What this task involves
Using the listing below, return each line exactly as it reads.
Task material section start
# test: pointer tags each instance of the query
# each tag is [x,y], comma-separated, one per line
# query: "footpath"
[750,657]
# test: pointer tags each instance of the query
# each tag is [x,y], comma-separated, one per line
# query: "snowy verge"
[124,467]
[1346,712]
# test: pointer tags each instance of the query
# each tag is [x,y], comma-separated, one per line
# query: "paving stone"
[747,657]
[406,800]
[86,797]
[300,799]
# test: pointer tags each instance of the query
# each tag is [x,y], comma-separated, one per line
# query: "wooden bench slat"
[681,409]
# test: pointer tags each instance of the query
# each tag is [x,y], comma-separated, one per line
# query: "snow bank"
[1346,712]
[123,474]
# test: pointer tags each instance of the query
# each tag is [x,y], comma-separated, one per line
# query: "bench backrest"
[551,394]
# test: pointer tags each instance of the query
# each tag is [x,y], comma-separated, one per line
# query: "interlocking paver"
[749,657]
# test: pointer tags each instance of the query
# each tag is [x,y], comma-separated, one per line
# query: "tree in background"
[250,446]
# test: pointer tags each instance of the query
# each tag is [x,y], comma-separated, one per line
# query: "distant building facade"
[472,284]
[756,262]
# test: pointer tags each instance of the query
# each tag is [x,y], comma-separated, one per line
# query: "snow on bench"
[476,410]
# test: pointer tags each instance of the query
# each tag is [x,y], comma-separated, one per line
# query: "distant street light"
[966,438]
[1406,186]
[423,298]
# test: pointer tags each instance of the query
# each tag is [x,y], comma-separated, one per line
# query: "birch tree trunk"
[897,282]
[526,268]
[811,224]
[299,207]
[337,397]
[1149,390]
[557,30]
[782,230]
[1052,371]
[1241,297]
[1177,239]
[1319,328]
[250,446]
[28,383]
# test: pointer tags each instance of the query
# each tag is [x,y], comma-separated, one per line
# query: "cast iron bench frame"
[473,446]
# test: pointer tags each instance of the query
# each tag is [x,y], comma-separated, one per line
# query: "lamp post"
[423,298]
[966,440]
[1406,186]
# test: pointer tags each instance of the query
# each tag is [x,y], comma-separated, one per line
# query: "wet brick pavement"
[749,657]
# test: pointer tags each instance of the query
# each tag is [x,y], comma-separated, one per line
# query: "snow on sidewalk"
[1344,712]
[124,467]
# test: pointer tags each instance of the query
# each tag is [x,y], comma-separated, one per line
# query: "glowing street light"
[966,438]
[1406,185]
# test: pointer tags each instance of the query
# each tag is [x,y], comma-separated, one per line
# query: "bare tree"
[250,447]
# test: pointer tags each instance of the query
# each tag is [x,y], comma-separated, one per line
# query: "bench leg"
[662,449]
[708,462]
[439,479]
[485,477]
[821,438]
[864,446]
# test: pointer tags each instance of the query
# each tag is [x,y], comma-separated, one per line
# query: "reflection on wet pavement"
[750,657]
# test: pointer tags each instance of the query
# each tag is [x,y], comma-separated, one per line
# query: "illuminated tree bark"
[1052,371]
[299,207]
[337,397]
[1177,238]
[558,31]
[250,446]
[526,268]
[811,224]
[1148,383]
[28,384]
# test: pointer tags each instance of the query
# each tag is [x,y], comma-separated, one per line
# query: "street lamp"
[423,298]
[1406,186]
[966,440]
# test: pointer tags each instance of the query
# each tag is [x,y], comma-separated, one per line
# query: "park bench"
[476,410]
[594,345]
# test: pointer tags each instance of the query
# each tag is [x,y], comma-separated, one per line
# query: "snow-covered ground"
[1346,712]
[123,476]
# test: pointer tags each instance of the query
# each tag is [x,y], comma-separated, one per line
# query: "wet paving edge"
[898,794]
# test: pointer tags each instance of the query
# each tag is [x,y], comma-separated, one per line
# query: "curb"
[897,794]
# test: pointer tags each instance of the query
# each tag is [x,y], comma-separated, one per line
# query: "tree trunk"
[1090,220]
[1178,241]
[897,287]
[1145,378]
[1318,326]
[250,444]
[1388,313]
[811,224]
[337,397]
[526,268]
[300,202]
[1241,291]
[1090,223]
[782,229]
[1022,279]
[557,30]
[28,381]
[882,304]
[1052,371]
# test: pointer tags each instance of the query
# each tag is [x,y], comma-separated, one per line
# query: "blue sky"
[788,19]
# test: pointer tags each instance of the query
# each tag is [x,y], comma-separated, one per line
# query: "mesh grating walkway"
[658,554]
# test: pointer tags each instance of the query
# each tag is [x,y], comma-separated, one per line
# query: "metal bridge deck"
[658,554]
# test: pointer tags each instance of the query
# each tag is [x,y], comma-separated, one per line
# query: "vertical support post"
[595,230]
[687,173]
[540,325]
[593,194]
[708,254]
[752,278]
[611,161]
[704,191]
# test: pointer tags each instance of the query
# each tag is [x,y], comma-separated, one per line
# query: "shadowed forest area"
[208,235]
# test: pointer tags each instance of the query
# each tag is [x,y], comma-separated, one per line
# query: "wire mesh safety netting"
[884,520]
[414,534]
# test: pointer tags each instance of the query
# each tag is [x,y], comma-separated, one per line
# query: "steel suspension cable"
Task material section end
Task output
# test: pointer tags each instance of the query
# each tag is [x,y], comma-separated, one per line
# query: "footpath"
[750,657]
# test: pointer tags each instance of the query
# each tag is [x,y], comma-separated, one per line
# query: "snowy verge"
[124,467]
[1346,712]
# test: pointer tags each instance of the query
# each tag is [x,y], comma-separated, one per line
# query: "paving stone"
[747,657]
[406,800]
[86,797]
[300,799]
# test: pointer tags each instance of the query
# each tag is [x,y], comma-separated, one per line
# query: "wooden bench slat"
[681,409]
# test: pointer tags each instance of the query
# each tag is [x,y], comma-separated, one per line
# query: "snow bank"
[1346,712]
[123,474]
# test: pointer tags each instance of the query
# each tag is [x,y], comma-separated, one per line
# query: "bench backrest"
[551,394]
# test: pointer tags each instance of the query
# each tag is [x,y], comma-separated, one per line
# query: "interlocking paver"
[749,657]
# test: pointer tags each instance of the query
# each tag is [x,y], comma-separated, one per line
# query: "tree in background"
[250,446]
# test: pointer tags each instance of the query
# each tag is [x,y], comma-separated, one per line
# query: "distant building facade"
[472,284]
[756,262]
# test: pointer tags each instance of the query
# each tag is [x,y], comma-separated, one per line
# query: "snow on bench"
[476,410]
# test: pointer tags each instance of the query
# each tag is [x,y], comma-separated, one per line
# query: "distant street light"
[966,438]
[1406,186]
[423,298]
# test: pointer tags each instance of the query
# each tag is [x,y], comma-separated, one per line
# query: "birch tree trunk"
[897,282]
[526,268]
[811,224]
[299,207]
[337,397]
[1149,390]
[557,30]
[782,230]
[1052,371]
[1241,297]
[1177,239]
[1319,328]
[250,446]
[28,383]
# test: pointer tags each instance of the query
# each tag is [x,y], comma-separated, one per line
# query: "cast iron bench frame"
[473,446]
# test: pointer tags each instance of the query
# each tag is [x,y], comma-separated, one per line
# query: "lamp post"
[423,298]
[966,440]
[1406,186]
# test: pointer tags each instance of the query
# each tag is [x,y], comma-separated, one per line
# query: "wet brick pavement"
[749,657]
# test: pointer tags each instance of the query
# each tag is [x,y], comma-separated, one per line
# query: "snow on sidewalk"
[1344,712]
[124,467]
# test: pointer tags each instance of the query
# each tag is [x,y], comma-separated, one per line
# query: "glowing street light"
[966,438]
[1406,185]
# test: pointer tags each instance of the query
# each tag is [x,y], comma-separated, one per line
# query: "bare tree"
[250,447]
# test: pointer tags each instance of the query
# each tag is [x,y], comma-separated, one per line
# query: "bench leg"
[662,449]
[708,462]
[439,479]
[485,477]
[821,438]
[864,446]
# test: pointer tags each instance of the query
# each tag is [x,y], comma-separated, one per line
# query: "reflection on wet pavement"
[750,657]
# test: pointer tags each instance of the query
# each tag is [x,y], comma-separated, one per line
# query: "illuminated tree bark"
[1052,371]
[299,207]
[337,397]
[1177,238]
[558,31]
[250,446]
[526,268]
[811,224]
[1148,383]
[28,384]
# test: pointer tags each instance of the query
# each tag is [x,y], comma-separated, one per line
# query: "street lamp"
[423,298]
[1406,186]
[966,440]
# test: pointer tags each instance of the query
# each tag is [x,y], comma-separated, one per line
# query: "park bench"
[476,410]
[594,345]
# test: pointer tags each instance of the query
# each tag is [x,y], comma-separated, one per line
# query: "snow-covered ground"
[1346,712]
[123,476]
# test: pointer tags each instance of the query
# each tag is [x,y], comma-separated, one per line
# query: "wet paving edge"
[898,794]
# test: pointer tags each instance of the query
# each tag is [x,y], comma-separated, one per line
# query: "curb"
[897,794]
# test: pointer tags each instance of the query
# each tag is [x,y], comma-separated, one per line
# query: "tree trunk"
[1090,220]
[1178,241]
[897,287]
[1145,378]
[1318,326]
[250,444]
[1388,313]
[811,224]
[337,397]
[526,268]
[300,202]
[1241,291]
[1090,223]
[782,229]
[1022,279]
[557,30]
[28,381]
[882,304]
[1052,371]
# test: pointer tags each instance of the query
# each tag is [x,y], comma-separated, one per line
# query: "blue sky"
[788,19]
# test: pointer tags each instance of the query
# each tag is [x,y], comma-separated, one per line
# query: "mesh grating walkway"
[658,554]
# test: pointer tags each instance of the query
# each tag is [x,y], comma-separated, one per line
# query: "metal bridge deck"
[658,554]
# test: pointer tags each instance of the query
# each tag is [x,y], comma-separated, one per line
# query: "vertical support post"
[595,230]
[687,173]
[540,325]
[593,194]
[708,254]
[752,278]
[611,161]
[704,191]
# test: pointer tags each instance of the query
# each tag is [x,y], comma-separated, one per line
# query: "shadowed forest area"
[208,235]
# test: pointer tags each instance of the query
# each tag is [x,y], comma-separated, one per line
# query: "wire mesh safety netting"
[884,520]
[414,534]
# test: pointer tags each instance of the query
# each tag is [x,y], comma-separated, one per line
# query: "steel suspension cable"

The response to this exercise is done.